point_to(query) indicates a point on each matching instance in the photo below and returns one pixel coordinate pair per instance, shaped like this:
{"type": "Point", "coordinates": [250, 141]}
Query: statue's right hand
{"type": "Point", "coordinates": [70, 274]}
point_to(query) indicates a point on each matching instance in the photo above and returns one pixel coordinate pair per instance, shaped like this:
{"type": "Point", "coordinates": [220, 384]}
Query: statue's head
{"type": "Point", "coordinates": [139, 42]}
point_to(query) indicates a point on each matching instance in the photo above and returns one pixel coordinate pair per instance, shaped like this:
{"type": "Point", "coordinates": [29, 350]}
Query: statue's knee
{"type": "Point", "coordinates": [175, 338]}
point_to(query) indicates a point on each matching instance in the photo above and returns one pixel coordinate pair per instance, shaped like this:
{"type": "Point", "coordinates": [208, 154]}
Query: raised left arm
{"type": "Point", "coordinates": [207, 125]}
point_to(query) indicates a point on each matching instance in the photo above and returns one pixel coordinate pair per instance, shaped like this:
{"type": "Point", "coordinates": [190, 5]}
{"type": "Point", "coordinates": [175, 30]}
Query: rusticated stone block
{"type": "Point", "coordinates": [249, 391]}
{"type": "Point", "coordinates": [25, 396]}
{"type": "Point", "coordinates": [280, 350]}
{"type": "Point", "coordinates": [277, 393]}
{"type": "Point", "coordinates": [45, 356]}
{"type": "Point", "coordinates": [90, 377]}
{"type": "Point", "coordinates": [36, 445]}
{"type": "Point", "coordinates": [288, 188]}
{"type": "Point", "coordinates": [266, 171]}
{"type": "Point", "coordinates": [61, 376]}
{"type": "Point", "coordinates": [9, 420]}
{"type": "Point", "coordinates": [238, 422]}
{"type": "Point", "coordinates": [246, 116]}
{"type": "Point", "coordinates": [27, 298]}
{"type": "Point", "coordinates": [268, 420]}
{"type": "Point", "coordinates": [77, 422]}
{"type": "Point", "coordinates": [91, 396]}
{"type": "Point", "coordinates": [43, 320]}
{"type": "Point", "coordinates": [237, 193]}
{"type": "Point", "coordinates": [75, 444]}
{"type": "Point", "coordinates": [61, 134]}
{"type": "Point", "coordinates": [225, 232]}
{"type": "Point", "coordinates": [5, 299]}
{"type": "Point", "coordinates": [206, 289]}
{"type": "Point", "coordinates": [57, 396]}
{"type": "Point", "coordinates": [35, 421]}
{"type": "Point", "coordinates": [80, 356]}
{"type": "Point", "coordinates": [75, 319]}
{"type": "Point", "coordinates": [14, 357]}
********************
> PROBLEM REQUIREMENTS: The answer should be all the entries, restated with no word changed.

> ANSWER TO THIS EXERCISE:
point_to(query) indicates a point on each matching instance in the photo below and returns one pixel coordinate pair per instance, shaped like this:
{"type": "Point", "coordinates": [250, 141]}
Query: statue's right hand
{"type": "Point", "coordinates": [70, 274]}
point_to(query) indicates a point on each matching instance in the photo above and returns one pixel coordinate pair per instance, shaped like this:
{"type": "Point", "coordinates": [220, 384]}
Query: statue's head
{"type": "Point", "coordinates": [139, 42]}
point_to(query) indicates a point on each matching instance in the photo above and returns one pixel coordinate pair per instance, shaped like this:
{"type": "Point", "coordinates": [29, 350]}
Query: statue's knee
{"type": "Point", "coordinates": [175, 338]}
point_to(query) indicates a point on each matching instance in the photo above and returns one pixel coordinate pair per instance, shaped like this:
{"type": "Point", "coordinates": [208, 154]}
Query: raised left arm
{"type": "Point", "coordinates": [207, 125]}
point_to(query) indicates a point on each matching instance in the photo above and returns one pixel coordinate pair per instance, shaped like this:
{"type": "Point", "coordinates": [190, 5]}
{"type": "Point", "coordinates": [175, 30]}
Query: rusticated stone block
{"type": "Point", "coordinates": [249, 391]}
{"type": "Point", "coordinates": [25, 396]}
{"type": "Point", "coordinates": [280, 350]}
{"type": "Point", "coordinates": [277, 393]}
{"type": "Point", "coordinates": [45, 356]}
{"type": "Point", "coordinates": [90, 377]}
{"type": "Point", "coordinates": [36, 445]}
{"type": "Point", "coordinates": [288, 188]}
{"type": "Point", "coordinates": [266, 171]}
{"type": "Point", "coordinates": [61, 376]}
{"type": "Point", "coordinates": [9, 420]}
{"type": "Point", "coordinates": [238, 422]}
{"type": "Point", "coordinates": [246, 116]}
{"type": "Point", "coordinates": [27, 298]}
{"type": "Point", "coordinates": [268, 420]}
{"type": "Point", "coordinates": [77, 422]}
{"type": "Point", "coordinates": [91, 396]}
{"type": "Point", "coordinates": [43, 320]}
{"type": "Point", "coordinates": [237, 193]}
{"type": "Point", "coordinates": [75, 444]}
{"type": "Point", "coordinates": [61, 134]}
{"type": "Point", "coordinates": [225, 232]}
{"type": "Point", "coordinates": [5, 299]}
{"type": "Point", "coordinates": [206, 289]}
{"type": "Point", "coordinates": [57, 396]}
{"type": "Point", "coordinates": [35, 421]}
{"type": "Point", "coordinates": [80, 356]}
{"type": "Point", "coordinates": [75, 319]}
{"type": "Point", "coordinates": [14, 357]}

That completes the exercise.